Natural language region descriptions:
• • • • • • •

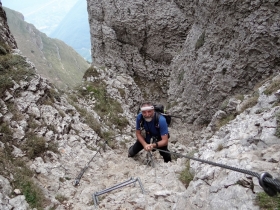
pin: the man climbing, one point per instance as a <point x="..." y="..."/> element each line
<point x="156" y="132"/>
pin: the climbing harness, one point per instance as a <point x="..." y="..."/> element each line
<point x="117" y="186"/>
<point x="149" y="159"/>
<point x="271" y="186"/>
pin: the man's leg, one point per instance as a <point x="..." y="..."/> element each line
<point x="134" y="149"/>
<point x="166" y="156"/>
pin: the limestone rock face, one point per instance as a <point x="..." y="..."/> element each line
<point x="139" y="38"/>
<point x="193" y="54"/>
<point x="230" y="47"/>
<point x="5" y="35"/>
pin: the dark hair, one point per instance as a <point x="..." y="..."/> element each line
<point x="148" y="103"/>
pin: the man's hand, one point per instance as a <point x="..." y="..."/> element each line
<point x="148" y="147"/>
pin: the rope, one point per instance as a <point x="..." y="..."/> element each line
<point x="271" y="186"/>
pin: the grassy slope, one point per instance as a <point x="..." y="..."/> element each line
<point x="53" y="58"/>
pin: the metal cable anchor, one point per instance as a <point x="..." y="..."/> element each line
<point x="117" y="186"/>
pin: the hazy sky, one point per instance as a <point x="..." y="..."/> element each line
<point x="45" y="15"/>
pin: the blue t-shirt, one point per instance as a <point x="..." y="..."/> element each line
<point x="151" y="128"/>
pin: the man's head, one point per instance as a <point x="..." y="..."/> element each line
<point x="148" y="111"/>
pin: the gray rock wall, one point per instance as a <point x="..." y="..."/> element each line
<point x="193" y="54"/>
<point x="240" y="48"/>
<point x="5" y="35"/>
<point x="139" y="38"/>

• • • • • • •

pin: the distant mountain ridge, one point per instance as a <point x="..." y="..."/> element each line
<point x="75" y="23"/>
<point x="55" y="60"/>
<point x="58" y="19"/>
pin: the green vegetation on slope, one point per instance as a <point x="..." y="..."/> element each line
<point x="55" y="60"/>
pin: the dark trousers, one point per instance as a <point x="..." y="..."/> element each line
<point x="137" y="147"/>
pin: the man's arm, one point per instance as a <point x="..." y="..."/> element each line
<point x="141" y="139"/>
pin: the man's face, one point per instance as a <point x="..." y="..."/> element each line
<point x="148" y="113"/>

• • • • • • •

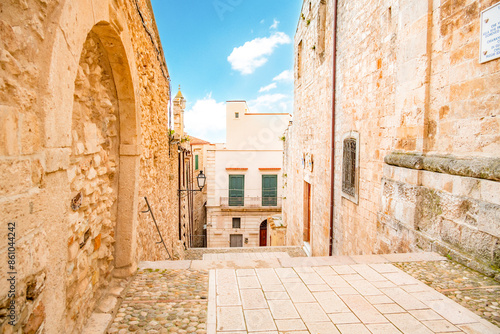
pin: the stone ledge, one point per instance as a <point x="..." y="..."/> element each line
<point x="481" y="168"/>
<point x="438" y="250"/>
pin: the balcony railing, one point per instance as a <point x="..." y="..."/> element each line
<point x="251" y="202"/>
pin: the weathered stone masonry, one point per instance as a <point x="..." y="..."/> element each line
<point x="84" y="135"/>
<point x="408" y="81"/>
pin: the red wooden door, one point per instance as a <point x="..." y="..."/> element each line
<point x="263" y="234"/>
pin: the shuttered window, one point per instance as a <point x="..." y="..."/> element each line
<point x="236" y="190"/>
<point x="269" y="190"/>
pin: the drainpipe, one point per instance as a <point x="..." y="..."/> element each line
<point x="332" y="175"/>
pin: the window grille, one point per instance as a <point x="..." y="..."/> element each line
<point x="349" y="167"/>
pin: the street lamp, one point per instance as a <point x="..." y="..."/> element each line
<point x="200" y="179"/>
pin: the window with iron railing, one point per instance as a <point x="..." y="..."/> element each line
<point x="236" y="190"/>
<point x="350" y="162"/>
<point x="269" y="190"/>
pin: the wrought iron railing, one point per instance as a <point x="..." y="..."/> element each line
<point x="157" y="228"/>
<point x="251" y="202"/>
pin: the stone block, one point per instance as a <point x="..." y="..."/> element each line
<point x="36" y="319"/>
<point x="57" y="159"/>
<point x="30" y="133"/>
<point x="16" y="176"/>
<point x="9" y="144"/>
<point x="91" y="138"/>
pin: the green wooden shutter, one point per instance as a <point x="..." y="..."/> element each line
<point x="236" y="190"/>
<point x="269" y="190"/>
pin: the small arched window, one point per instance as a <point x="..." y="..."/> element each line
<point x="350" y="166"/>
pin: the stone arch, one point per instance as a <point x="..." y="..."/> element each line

• • • • • • •

Activity: Please copy, exactly and with nothing else, the lines above beginning at the line that has "pin: the street" and ending with the line that has "pin: the stone arch, one".

Written answer:
pin: the street lamp, one point per instance as a <point x="..." y="..."/> element each line
<point x="200" y="179"/>
pin: the window with iron railing, one point per instance as a <point x="..." y="..."/> element each line
<point x="236" y="190"/>
<point x="350" y="162"/>
<point x="269" y="190"/>
pin: the wrought iron railing, one point per instance as a <point x="..." y="..."/> element each line
<point x="157" y="228"/>
<point x="251" y="202"/>
pin: the stone block, one point per instance as a <point x="..." y="..."/> element each line
<point x="36" y="319"/>
<point x="57" y="159"/>
<point x="30" y="133"/>
<point x="16" y="176"/>
<point x="9" y="144"/>
<point x="91" y="138"/>
pin: the green wooden shutter, one point per instance as a <point x="..." y="..."/> element each line
<point x="236" y="190"/>
<point x="269" y="190"/>
pin: the small arched window, one point per instance as a <point x="..." y="..."/> element each line
<point x="350" y="166"/>
pin: the stone arch, one point per instance as a <point x="..." y="..."/> element each line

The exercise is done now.